REQUIRED ACTION: Report each line from the records where the string "lantern" turns up.

RECORDS PROVIDED:

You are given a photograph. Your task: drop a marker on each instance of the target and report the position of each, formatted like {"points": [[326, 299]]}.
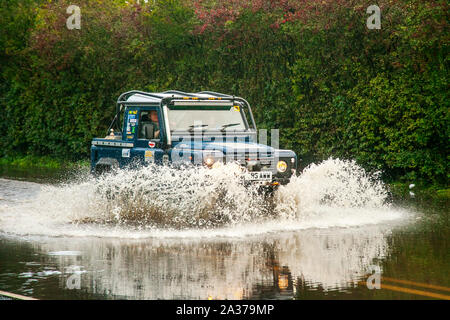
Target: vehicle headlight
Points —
{"points": [[281, 166]]}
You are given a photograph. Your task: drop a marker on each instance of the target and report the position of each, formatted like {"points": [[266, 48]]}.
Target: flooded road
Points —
{"points": [[321, 241]]}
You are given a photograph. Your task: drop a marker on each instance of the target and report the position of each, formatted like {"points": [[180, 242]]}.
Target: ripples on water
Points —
{"points": [[162, 201], [199, 233]]}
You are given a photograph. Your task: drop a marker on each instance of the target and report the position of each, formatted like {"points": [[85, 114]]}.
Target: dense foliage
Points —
{"points": [[311, 68]]}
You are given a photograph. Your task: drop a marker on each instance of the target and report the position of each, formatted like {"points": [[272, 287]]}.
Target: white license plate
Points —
{"points": [[258, 176]]}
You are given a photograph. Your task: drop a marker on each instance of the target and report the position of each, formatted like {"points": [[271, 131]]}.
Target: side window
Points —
{"points": [[131, 124], [149, 125]]}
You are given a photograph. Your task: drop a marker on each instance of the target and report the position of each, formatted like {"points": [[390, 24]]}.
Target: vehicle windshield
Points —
{"points": [[205, 119]]}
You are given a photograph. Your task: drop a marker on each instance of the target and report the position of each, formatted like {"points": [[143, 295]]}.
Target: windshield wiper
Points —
{"points": [[228, 125], [195, 126]]}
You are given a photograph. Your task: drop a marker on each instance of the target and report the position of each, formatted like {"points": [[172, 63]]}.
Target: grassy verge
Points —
{"points": [[42, 162]]}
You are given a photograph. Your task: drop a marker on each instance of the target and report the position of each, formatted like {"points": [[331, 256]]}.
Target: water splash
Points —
{"points": [[196, 201]]}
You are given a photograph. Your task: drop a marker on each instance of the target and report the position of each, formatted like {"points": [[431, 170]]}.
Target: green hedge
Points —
{"points": [[311, 68]]}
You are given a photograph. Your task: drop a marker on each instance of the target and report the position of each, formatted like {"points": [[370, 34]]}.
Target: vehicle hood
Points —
{"points": [[226, 147]]}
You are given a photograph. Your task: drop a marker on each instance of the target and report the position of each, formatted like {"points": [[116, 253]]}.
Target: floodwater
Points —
{"points": [[198, 234]]}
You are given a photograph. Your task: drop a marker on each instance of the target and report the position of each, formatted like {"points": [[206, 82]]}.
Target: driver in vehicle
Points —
{"points": [[149, 127]]}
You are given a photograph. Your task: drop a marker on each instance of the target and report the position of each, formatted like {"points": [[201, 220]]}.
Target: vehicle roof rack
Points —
{"points": [[159, 98]]}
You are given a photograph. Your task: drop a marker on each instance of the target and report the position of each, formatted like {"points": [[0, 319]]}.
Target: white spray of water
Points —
{"points": [[199, 202]]}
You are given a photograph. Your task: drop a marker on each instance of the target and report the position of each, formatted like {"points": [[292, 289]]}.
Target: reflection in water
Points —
{"points": [[259, 267]]}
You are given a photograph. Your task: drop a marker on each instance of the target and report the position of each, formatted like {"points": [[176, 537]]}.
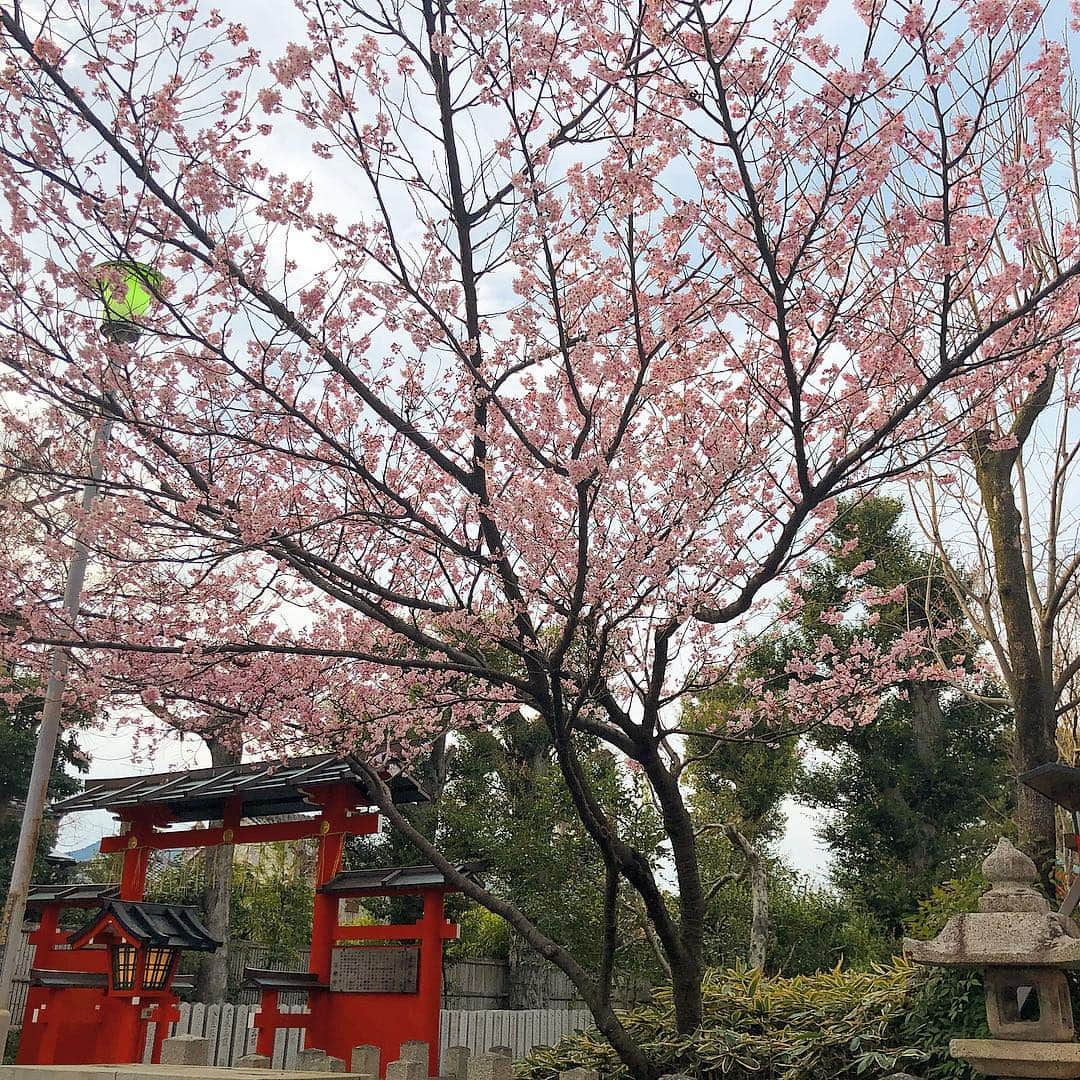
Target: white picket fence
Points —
{"points": [[231, 1029]]}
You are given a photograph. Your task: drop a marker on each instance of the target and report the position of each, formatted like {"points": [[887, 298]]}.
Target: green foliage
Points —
{"points": [[18, 734], [501, 800], [906, 817], [952, 898], [917, 795], [271, 901], [814, 930], [837, 1025]]}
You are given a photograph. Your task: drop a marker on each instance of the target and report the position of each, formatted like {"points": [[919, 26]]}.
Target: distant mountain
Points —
{"points": [[84, 854]]}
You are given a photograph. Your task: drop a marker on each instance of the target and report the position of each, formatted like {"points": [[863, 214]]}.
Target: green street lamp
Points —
{"points": [[127, 291]]}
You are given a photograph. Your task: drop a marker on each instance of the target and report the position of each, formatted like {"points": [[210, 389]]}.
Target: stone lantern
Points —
{"points": [[1023, 948]]}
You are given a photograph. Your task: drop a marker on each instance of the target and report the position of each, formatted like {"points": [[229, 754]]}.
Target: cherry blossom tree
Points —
{"points": [[512, 355]]}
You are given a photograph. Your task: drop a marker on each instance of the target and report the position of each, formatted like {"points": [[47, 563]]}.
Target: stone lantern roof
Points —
{"points": [[1013, 927]]}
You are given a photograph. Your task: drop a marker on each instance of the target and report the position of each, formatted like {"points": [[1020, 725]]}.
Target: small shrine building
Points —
{"points": [[96, 990]]}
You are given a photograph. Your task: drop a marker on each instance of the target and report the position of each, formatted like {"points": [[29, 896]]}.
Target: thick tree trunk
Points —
{"points": [[1030, 682], [758, 898], [212, 980]]}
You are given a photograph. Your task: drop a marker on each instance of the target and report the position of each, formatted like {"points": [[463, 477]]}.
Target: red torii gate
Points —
{"points": [[354, 995]]}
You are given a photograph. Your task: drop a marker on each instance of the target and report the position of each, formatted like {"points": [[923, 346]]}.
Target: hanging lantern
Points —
{"points": [[124, 961], [127, 291], [158, 967]]}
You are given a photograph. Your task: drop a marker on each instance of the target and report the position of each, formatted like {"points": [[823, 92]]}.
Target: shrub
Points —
{"points": [[839, 1025]]}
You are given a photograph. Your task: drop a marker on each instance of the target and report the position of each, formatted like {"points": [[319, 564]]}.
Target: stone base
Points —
{"points": [[150, 1072], [1002, 1057]]}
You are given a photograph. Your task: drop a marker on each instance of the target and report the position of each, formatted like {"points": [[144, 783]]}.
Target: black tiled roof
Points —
{"points": [[75, 895], [267, 788], [382, 879], [1060, 783], [172, 926], [283, 980], [43, 976]]}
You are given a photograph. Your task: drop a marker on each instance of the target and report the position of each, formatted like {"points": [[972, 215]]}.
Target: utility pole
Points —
{"points": [[37, 795], [127, 291]]}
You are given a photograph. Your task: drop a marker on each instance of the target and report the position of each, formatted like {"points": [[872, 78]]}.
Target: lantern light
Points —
{"points": [[127, 291], [158, 967], [124, 959]]}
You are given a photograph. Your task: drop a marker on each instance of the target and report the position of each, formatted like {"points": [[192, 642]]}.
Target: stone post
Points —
{"points": [[490, 1067], [407, 1070], [365, 1060], [253, 1062], [456, 1062], [186, 1050], [318, 1061], [414, 1051]]}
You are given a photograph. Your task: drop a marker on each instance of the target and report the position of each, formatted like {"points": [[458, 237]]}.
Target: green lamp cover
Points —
{"points": [[135, 299]]}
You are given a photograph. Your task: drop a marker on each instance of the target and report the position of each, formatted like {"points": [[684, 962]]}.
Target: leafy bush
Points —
{"points": [[946, 900], [839, 1025]]}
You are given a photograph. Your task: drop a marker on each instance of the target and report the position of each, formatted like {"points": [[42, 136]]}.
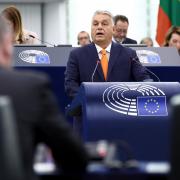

OUTPUT OF THE TASK:
Target: stone lantern
Target: stone lantern roof
Target: hanging lantern
Target: lantern light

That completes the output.